§ WORK INSTRUCTIONS: Lines from the one containing "I'd appreciate it if you could detect the plaza" through the final line of the records are the only ones to copy, and each must match exactly.

*** Opening of RECORDS SUPPLIED ***

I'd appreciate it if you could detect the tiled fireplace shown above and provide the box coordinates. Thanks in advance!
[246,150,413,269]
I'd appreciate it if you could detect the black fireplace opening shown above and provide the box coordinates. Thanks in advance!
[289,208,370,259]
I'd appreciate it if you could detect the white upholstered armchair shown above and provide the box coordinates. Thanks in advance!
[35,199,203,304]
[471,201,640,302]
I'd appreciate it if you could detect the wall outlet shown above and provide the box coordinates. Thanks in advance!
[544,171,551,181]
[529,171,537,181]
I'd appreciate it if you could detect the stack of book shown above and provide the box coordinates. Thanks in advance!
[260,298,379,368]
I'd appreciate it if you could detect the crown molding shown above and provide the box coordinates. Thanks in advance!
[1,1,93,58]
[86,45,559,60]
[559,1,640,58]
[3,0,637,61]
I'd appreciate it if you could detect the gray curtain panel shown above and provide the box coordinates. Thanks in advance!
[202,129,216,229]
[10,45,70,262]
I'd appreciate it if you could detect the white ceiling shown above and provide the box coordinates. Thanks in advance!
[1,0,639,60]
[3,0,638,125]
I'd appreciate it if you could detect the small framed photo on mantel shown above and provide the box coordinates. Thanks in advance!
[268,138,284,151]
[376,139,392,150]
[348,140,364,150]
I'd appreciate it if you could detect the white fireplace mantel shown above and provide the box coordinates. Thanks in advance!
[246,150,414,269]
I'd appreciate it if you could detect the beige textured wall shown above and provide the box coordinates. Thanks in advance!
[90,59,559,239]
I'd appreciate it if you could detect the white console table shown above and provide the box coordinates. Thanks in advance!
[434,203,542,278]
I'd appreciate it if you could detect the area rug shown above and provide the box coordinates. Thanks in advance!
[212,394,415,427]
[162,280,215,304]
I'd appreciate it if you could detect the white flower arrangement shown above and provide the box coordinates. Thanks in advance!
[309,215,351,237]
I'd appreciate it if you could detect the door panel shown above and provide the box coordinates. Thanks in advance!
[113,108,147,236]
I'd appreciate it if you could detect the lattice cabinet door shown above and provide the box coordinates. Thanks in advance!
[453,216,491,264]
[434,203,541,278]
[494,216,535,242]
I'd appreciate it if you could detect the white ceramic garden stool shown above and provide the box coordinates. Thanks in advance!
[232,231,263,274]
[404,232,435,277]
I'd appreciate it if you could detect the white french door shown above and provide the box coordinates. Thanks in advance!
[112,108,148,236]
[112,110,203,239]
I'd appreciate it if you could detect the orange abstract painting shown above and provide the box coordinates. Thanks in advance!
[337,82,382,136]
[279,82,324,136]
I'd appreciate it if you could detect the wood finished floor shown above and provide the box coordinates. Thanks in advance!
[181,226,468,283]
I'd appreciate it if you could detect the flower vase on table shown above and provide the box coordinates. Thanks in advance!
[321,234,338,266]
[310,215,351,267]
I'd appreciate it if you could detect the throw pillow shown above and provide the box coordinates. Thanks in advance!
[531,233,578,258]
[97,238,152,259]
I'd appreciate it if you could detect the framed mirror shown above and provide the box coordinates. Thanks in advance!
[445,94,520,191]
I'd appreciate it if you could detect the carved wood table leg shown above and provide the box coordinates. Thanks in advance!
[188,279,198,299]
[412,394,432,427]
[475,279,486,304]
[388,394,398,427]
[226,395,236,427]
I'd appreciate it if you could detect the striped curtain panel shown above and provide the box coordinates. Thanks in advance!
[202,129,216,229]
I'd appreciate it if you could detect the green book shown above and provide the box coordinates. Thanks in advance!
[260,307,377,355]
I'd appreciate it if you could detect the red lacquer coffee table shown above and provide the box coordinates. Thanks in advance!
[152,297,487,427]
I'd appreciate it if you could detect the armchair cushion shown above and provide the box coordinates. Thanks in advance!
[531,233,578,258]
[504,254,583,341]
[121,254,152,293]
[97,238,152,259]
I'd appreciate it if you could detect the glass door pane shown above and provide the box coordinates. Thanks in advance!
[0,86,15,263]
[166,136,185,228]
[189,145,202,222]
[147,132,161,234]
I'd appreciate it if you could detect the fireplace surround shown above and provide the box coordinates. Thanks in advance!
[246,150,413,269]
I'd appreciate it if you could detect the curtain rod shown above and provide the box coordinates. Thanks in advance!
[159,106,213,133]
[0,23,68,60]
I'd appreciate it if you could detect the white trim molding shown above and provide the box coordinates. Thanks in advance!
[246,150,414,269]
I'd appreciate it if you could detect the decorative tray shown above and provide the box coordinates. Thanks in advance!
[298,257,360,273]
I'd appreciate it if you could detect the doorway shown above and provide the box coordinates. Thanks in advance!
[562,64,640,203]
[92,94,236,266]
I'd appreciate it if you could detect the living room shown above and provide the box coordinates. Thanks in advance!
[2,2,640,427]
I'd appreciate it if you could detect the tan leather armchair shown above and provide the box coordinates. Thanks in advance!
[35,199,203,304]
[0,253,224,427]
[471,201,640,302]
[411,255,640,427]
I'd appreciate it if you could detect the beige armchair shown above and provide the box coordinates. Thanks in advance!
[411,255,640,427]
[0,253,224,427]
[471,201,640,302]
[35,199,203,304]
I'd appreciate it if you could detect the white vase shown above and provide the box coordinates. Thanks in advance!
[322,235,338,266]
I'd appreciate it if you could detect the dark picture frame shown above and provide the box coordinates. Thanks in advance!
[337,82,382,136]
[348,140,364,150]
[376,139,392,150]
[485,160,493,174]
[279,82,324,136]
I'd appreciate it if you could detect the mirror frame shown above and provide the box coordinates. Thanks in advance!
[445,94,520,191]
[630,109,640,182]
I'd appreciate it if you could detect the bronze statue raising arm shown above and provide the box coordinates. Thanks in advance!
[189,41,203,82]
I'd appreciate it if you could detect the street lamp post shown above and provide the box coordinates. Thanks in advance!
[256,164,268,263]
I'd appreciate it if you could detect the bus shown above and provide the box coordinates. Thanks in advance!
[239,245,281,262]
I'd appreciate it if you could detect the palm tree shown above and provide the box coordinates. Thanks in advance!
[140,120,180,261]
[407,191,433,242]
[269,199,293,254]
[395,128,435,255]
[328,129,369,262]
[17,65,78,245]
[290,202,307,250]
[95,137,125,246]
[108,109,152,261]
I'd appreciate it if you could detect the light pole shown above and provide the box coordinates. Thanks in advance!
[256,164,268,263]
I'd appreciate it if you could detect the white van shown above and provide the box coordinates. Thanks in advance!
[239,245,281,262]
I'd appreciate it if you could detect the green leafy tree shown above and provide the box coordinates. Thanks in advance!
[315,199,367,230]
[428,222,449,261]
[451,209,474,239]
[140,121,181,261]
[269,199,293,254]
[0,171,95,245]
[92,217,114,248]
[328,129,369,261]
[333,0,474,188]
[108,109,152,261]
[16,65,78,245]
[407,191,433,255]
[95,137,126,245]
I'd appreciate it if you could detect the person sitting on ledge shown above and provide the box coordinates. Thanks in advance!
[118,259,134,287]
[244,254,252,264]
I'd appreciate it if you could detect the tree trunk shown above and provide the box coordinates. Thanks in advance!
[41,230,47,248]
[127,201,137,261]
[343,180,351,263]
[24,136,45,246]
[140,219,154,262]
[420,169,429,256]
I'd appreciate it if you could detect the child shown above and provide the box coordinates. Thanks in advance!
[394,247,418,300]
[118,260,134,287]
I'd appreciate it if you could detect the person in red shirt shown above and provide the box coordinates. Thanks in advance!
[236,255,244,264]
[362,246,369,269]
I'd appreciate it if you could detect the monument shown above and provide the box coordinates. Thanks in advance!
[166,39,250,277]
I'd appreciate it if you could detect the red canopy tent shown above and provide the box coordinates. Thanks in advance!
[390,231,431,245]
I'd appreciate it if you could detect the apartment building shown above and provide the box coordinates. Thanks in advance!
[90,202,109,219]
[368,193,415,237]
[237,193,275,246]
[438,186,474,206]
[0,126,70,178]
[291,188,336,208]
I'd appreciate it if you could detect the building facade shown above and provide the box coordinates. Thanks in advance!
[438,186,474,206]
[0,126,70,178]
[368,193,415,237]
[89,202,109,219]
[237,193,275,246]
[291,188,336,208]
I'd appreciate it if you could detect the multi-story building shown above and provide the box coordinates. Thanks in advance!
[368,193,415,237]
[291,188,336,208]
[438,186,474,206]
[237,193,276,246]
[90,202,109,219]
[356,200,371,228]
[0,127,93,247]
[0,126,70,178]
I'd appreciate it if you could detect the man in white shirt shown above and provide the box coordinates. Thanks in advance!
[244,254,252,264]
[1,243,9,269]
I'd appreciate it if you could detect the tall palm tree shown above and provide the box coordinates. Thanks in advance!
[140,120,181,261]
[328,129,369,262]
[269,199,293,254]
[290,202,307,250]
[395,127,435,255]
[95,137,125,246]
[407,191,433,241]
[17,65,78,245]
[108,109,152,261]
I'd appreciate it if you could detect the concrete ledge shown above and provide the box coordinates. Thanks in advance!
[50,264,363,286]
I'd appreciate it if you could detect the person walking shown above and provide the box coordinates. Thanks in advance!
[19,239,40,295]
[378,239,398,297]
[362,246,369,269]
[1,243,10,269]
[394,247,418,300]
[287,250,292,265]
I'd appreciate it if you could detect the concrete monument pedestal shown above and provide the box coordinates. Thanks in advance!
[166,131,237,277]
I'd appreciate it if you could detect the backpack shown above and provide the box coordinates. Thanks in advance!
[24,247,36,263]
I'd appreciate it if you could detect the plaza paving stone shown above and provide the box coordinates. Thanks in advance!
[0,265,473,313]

*** Close of RECORDS SUPPLIED ***

§ SOLUTION FOR THIS EXERCISE:
I'd appreciate it if you could detect the plaza paving stone shown above and provide the box coordinates. Thanks in advance!
[0,265,473,313]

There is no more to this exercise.